The five visionary tech executives who created VMware Corp. and launched the x86 virtualization market have kept low public profiles in recent years, with four leaving VMware as the company gets remade by owner EMC.
But Ed Bugnion, the first of the founders to leave VMware, is still in the virtualization field at Cisco Systems Inc., where he is helping ensure that data center hardware can harness the potential of the virtualization software he developed at VMware.
Bugnion, VMware’s CTO, left the company in 2004, the same year it was acquired by EMC. He went on to co-found and serve as CTO of Nuova Systems, which was acquired by Cisco in April 2008. Cisco turned Nuova into its Server Access and Virtualization technology group, and Bugnion is now CTO of that business unit.
“It was the right time for me to leave, and I started Nuova Systems after having left VMware,” Bugnion explained during an interview last week at the Red Hat Summit in Boston, where Cisco discussed some joint technology with Red Hat. “The announcement we made in 2005 is that the deployment of virtualization at scale will change the way IT thinks about the underlying infrastructure of the data center, including the networking infrastructure. That was the genesis of Nuova Systems.”
Bugnion founded VMware in 1998 with Edward Wang, Scott Devine, and the two more famous members of the founding group, the husband-and-wife team including chief scientist Mendel Rosenblum and CEO Diane Greene.

[Stored data entries]
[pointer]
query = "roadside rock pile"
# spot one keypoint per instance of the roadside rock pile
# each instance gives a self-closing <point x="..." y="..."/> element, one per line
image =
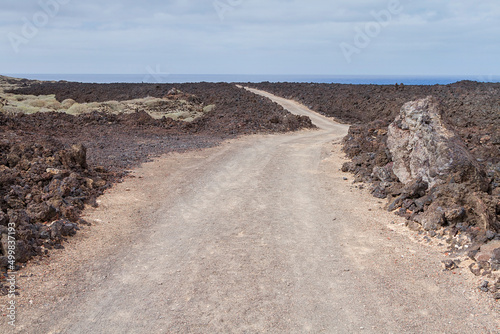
<point x="448" y="186"/>
<point x="43" y="189"/>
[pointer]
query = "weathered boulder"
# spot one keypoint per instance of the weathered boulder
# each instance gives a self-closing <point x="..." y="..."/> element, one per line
<point x="423" y="146"/>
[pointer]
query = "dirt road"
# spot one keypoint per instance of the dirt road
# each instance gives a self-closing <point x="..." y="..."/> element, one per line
<point x="260" y="235"/>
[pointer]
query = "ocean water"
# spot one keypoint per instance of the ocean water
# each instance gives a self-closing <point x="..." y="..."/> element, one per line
<point x="183" y="78"/>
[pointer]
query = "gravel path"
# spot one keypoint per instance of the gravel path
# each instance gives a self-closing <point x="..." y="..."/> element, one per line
<point x="262" y="234"/>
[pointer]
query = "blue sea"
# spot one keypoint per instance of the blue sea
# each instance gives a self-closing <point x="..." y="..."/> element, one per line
<point x="183" y="78"/>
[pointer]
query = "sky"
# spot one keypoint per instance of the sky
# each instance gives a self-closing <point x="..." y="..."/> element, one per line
<point x="334" y="37"/>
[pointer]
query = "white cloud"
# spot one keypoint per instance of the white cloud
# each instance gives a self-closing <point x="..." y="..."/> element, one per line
<point x="285" y="36"/>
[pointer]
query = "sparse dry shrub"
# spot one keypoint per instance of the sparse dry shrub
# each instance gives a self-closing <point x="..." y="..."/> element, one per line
<point x="77" y="109"/>
<point x="66" y="104"/>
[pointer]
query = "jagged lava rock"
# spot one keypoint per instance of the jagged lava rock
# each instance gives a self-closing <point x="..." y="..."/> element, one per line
<point x="423" y="146"/>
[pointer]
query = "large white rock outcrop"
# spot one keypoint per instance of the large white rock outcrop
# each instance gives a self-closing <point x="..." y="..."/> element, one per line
<point x="423" y="146"/>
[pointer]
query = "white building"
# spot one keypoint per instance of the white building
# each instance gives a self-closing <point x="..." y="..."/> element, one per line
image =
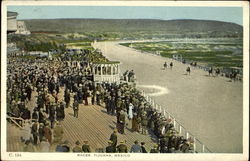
<point x="11" y="22"/>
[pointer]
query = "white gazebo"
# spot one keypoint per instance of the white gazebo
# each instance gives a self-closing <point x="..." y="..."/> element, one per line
<point x="106" y="72"/>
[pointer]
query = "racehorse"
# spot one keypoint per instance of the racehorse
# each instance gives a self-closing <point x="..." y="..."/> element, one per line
<point x="210" y="71"/>
<point x="233" y="75"/>
<point x="217" y="71"/>
<point x="188" y="70"/>
<point x="165" y="65"/>
<point x="171" y="65"/>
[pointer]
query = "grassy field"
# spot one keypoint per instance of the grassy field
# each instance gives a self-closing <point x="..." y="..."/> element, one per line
<point x="223" y="54"/>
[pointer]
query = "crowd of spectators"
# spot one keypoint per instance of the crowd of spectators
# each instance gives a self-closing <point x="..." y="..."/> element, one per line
<point x="41" y="123"/>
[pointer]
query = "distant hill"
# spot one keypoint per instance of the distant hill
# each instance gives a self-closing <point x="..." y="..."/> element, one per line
<point x="128" y="25"/>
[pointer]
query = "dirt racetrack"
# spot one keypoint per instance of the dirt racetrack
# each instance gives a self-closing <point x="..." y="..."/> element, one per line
<point x="211" y="108"/>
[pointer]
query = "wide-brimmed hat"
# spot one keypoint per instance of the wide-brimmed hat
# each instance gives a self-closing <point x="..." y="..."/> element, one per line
<point x="77" y="142"/>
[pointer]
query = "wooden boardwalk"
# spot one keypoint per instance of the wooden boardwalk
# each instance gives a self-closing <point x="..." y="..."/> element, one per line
<point x="93" y="124"/>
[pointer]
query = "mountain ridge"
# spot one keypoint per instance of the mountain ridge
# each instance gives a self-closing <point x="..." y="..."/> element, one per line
<point x="121" y="25"/>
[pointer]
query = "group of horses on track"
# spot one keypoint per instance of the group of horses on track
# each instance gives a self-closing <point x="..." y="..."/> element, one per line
<point x="232" y="75"/>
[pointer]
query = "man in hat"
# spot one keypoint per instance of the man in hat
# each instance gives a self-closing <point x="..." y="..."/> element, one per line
<point x="44" y="145"/>
<point x="136" y="148"/>
<point x="185" y="146"/>
<point x="154" y="149"/>
<point x="77" y="148"/>
<point x="48" y="133"/>
<point x="34" y="131"/>
<point x="110" y="148"/>
<point x="122" y="148"/>
<point x="86" y="147"/>
<point x="76" y="108"/>
<point x="58" y="132"/>
<point x="121" y="122"/>
<point x="67" y="97"/>
<point x="65" y="146"/>
<point x="28" y="147"/>
<point x="113" y="138"/>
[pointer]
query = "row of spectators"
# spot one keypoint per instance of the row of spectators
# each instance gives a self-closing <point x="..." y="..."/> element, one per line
<point x="121" y="100"/>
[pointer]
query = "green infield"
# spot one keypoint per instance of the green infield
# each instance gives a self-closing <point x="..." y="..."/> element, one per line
<point x="217" y="53"/>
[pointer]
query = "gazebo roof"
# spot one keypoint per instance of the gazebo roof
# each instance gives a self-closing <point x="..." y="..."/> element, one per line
<point x="9" y="14"/>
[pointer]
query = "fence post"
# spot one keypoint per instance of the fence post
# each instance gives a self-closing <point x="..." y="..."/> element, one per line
<point x="174" y="123"/>
<point x="187" y="135"/>
<point x="194" y="145"/>
<point x="203" y="148"/>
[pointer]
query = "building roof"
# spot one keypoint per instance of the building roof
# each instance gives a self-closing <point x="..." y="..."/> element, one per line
<point x="9" y="14"/>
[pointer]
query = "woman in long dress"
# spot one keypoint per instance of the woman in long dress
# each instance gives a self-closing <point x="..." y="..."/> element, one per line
<point x="26" y="131"/>
<point x="130" y="111"/>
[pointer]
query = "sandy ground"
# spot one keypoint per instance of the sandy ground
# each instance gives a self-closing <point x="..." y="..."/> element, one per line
<point x="210" y="108"/>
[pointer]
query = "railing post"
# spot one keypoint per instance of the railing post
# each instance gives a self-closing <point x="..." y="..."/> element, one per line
<point x="194" y="144"/>
<point x="174" y="123"/>
<point x="187" y="135"/>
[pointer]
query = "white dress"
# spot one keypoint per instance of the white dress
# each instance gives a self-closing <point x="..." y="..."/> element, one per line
<point x="130" y="111"/>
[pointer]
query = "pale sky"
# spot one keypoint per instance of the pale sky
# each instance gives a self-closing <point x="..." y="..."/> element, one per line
<point x="227" y="14"/>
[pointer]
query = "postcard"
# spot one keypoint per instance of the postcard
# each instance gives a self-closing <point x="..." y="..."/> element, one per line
<point x="127" y="80"/>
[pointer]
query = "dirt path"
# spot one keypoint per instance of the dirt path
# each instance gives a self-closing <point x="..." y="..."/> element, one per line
<point x="210" y="108"/>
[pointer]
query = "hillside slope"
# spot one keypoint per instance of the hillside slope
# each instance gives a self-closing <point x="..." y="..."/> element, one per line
<point x="127" y="25"/>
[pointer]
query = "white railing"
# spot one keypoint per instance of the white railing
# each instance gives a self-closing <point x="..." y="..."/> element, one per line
<point x="198" y="146"/>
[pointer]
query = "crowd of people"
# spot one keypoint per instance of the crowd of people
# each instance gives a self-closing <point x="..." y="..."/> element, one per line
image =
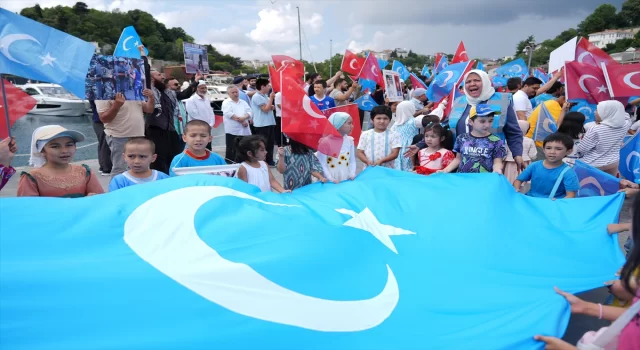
<point x="485" y="131"/>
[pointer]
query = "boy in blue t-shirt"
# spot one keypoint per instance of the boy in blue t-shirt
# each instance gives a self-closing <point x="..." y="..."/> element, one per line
<point x="197" y="134"/>
<point x="139" y="153"/>
<point x="546" y="173"/>
<point x="320" y="99"/>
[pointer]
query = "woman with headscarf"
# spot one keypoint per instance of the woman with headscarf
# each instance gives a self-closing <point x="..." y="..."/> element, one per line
<point x="478" y="90"/>
<point x="600" y="146"/>
<point x="405" y="126"/>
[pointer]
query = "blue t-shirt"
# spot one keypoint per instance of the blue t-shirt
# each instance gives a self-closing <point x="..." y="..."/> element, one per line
<point x="125" y="179"/>
<point x="187" y="160"/>
<point x="260" y="117"/>
<point x="543" y="180"/>
<point x="326" y="103"/>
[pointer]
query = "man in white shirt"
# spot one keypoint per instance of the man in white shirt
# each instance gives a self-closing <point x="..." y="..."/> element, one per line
<point x="199" y="107"/>
<point x="236" y="114"/>
<point x="521" y="102"/>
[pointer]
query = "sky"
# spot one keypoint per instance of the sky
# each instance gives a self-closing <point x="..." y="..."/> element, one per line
<point x="257" y="29"/>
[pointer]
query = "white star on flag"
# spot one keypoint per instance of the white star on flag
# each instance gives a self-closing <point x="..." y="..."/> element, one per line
<point x="602" y="89"/>
<point x="47" y="59"/>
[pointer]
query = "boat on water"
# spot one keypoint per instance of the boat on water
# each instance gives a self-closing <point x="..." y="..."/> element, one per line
<point x="54" y="100"/>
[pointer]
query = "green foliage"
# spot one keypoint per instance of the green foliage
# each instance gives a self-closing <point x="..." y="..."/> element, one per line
<point x="105" y="28"/>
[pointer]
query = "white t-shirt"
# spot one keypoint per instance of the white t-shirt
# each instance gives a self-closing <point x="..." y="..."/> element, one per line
<point x="380" y="148"/>
<point x="521" y="102"/>
<point x="278" y="102"/>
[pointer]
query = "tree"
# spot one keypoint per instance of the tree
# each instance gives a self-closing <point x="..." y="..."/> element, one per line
<point x="630" y="13"/>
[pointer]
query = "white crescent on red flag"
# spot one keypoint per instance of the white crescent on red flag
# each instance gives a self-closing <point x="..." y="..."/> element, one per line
<point x="352" y="63"/>
<point x="585" y="82"/>
<point x="623" y="80"/>
<point x="461" y="54"/>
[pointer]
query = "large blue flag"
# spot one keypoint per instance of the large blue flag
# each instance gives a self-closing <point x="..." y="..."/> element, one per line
<point x="365" y="102"/>
<point x="206" y="262"/>
<point x="595" y="182"/>
<point x="128" y="44"/>
<point x="425" y="71"/>
<point x="589" y="110"/>
<point x="515" y="68"/>
<point x="630" y="159"/>
<point x="400" y="69"/>
<point x="35" y="51"/>
<point x="446" y="81"/>
<point x="545" y="125"/>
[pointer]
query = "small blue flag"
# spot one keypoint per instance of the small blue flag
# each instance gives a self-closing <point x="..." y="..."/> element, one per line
<point x="630" y="159"/>
<point x="446" y="81"/>
<point x="400" y="69"/>
<point x="35" y="51"/>
<point x="441" y="65"/>
<point x="595" y="182"/>
<point x="545" y="125"/>
<point x="515" y="68"/>
<point x="425" y="72"/>
<point x="367" y="85"/>
<point x="365" y="102"/>
<point x="128" y="44"/>
<point x="210" y="262"/>
<point x="382" y="63"/>
<point x="589" y="110"/>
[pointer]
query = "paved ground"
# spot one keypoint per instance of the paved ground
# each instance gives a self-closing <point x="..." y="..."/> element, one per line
<point x="578" y="325"/>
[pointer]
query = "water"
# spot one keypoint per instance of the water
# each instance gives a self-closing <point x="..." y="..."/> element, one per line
<point x="88" y="149"/>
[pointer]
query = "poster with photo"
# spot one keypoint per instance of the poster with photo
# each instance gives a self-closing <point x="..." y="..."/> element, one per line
<point x="109" y="75"/>
<point x="392" y="86"/>
<point x="195" y="58"/>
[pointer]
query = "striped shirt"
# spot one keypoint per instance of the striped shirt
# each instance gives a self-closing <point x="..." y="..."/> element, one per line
<point x="600" y="146"/>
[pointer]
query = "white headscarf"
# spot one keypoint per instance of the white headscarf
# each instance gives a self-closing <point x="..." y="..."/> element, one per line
<point x="37" y="159"/>
<point x="612" y="113"/>
<point x="404" y="112"/>
<point x="487" y="89"/>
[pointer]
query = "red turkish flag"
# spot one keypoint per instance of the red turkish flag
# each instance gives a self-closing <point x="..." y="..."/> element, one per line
<point x="461" y="54"/>
<point x="352" y="110"/>
<point x="590" y="54"/>
<point x="19" y="104"/>
<point x="371" y="70"/>
<point x="351" y="63"/>
<point x="274" y="78"/>
<point x="585" y="82"/>
<point x="623" y="80"/>
<point x="303" y="122"/>
<point x="282" y="60"/>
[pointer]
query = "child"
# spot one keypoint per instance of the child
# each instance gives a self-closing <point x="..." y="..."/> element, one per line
<point x="529" y="152"/>
<point x="572" y="124"/>
<point x="299" y="165"/>
<point x="197" y="135"/>
<point x="379" y="146"/>
<point x="478" y="151"/>
<point x="342" y="167"/>
<point x="52" y="150"/>
<point x="139" y="153"/>
<point x="551" y="177"/>
<point x="435" y="157"/>
<point x="252" y="151"/>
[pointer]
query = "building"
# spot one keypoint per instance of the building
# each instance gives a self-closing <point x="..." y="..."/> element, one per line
<point x="610" y="36"/>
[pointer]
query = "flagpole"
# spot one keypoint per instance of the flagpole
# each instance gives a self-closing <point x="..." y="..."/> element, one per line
<point x="6" y="106"/>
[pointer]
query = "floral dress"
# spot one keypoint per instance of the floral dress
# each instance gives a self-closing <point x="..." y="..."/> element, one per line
<point x="432" y="162"/>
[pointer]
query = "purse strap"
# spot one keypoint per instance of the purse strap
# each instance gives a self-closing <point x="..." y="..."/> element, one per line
<point x="558" y="182"/>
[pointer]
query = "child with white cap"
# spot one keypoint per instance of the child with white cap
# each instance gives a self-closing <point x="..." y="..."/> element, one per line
<point x="52" y="151"/>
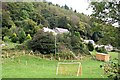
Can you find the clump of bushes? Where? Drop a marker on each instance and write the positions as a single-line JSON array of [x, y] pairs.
[[101, 50]]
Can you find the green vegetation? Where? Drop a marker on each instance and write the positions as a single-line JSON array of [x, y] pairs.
[[37, 67]]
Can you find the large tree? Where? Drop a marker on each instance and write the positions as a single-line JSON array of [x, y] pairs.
[[108, 12]]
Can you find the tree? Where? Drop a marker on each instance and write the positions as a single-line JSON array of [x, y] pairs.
[[21, 35], [66, 7], [108, 12], [90, 46], [44, 42]]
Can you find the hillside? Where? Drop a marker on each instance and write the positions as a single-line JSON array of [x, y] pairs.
[[21, 20]]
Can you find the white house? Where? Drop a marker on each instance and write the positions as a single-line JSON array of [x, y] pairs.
[[91, 41], [49, 30], [109, 47], [60, 30]]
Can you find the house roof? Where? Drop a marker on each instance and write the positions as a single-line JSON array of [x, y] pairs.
[[56, 30], [60, 30]]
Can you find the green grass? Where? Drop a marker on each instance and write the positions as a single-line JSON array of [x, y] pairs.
[[41, 68]]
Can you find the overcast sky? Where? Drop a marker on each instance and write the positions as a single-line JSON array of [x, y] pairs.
[[79, 5]]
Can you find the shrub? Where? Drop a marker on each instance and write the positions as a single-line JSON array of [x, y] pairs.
[[44, 42], [101, 50], [90, 46], [28, 37], [21, 35], [14, 38]]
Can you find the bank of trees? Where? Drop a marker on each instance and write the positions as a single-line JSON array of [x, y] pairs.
[[21, 21]]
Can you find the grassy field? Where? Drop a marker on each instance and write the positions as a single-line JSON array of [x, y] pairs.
[[42, 68]]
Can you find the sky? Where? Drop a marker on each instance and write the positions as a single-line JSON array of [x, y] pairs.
[[79, 5]]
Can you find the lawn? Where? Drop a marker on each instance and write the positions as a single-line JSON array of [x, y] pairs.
[[26, 66]]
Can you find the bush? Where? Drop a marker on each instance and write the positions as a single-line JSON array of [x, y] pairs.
[[90, 46], [14, 38], [44, 42], [101, 50]]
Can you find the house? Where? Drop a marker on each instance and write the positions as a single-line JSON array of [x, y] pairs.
[[60, 30]]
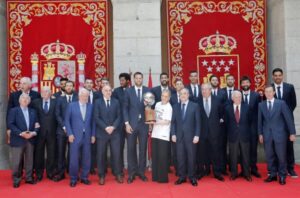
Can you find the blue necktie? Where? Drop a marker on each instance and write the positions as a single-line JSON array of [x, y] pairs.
[[46, 107], [183, 111]]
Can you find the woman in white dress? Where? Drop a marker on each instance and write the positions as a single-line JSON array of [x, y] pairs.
[[161, 138]]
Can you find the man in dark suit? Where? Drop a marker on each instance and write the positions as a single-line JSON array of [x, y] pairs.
[[194, 87], [238, 122], [211, 113], [164, 85], [226, 93], [62, 90], [94, 95], [22, 121], [61, 134], [134, 118], [252, 99], [119, 94], [45, 108], [13, 101], [80, 129], [275, 126], [285, 91], [185, 131], [107, 116]]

* [Tasks for this exercise]:
[1] In the article about the VMware founders, condense the paragraph beginning "Bugnion, VMware's CTO, left the company" into a shorter version that keeps its main facts.
[2] Carry the article about the VMware founders forward, beginning after its final sentence.
The stored data entries have no role in this exercise.

* [Answers given]:
[1] Bugnion left his CTO post at VMware in 2004, the year EMC acquired the company. He then co-founded Nuova Systems and served as its CTO. Cisco bought Nuova in April 2008 and turned it into its Server Access and Virtualization technology group, where Bugnion is now CTO.

[2]
“I was one of the five founders of VMware out of Stanford University,” Bugnion notes. “I had multiple jobs over the years. The last one was as CTO reporting to the CEO. Before that … I was one of the main developers of the hypervisor at the beginning.”
Greene was forced out of VMware by ownership in 2008, and Rosenblum left the company later that year. Wang left in 2009, but Devine is still with VMware as principal engineer.
Rosenblum remains at Stanford University where he is a computer science professor, while Greene holds board positions and investment stakes in several start-ups, including the recently launched private cloud vendor Nimbula.
“We all know each other. High tech is a very small industry,” Bugnion says.
Cisco is, of course, working closely with VMware, as well as Red Hat and other virtualization vendors to create virtual machines capable of hosting mission-critical applications.
“Pretty much every hypervisor under the Sun is supported on the UCS (Cisco’s Unified Computing System),” Bugnion says.
But Cisco has gone even further with VMware and Red Hat, announcing last week that Cisco’s Virtual Network Link (VN-Link) technology is now integrated with Red Hat Enterprise Virtualization. (This integration already existed with VMware).
During a press conference that featured both Bugnion and Red Hat officials, the Red Hat executives criticized the VMware hypervisor, saying it is based on 15-year-old technology that is not well adapted to the cloud computing age.
Bugnion did not take sides in that battle, saying, “It’s certainly a point that Red Hat would make and it’s a point that VMware would not agree to.”
More broadly, Bugnion says he believes cloud computing is generating a “second level of disruption” in IT architecture, above and beyond a first level of disruption caused by virtualization software. Red Hat and VMware are separately trying to create the software needed to power the cloud boom, but Bugnion says: “Neither company today has the final stack for the infrastructure software that is optimized for that second level of disruption.”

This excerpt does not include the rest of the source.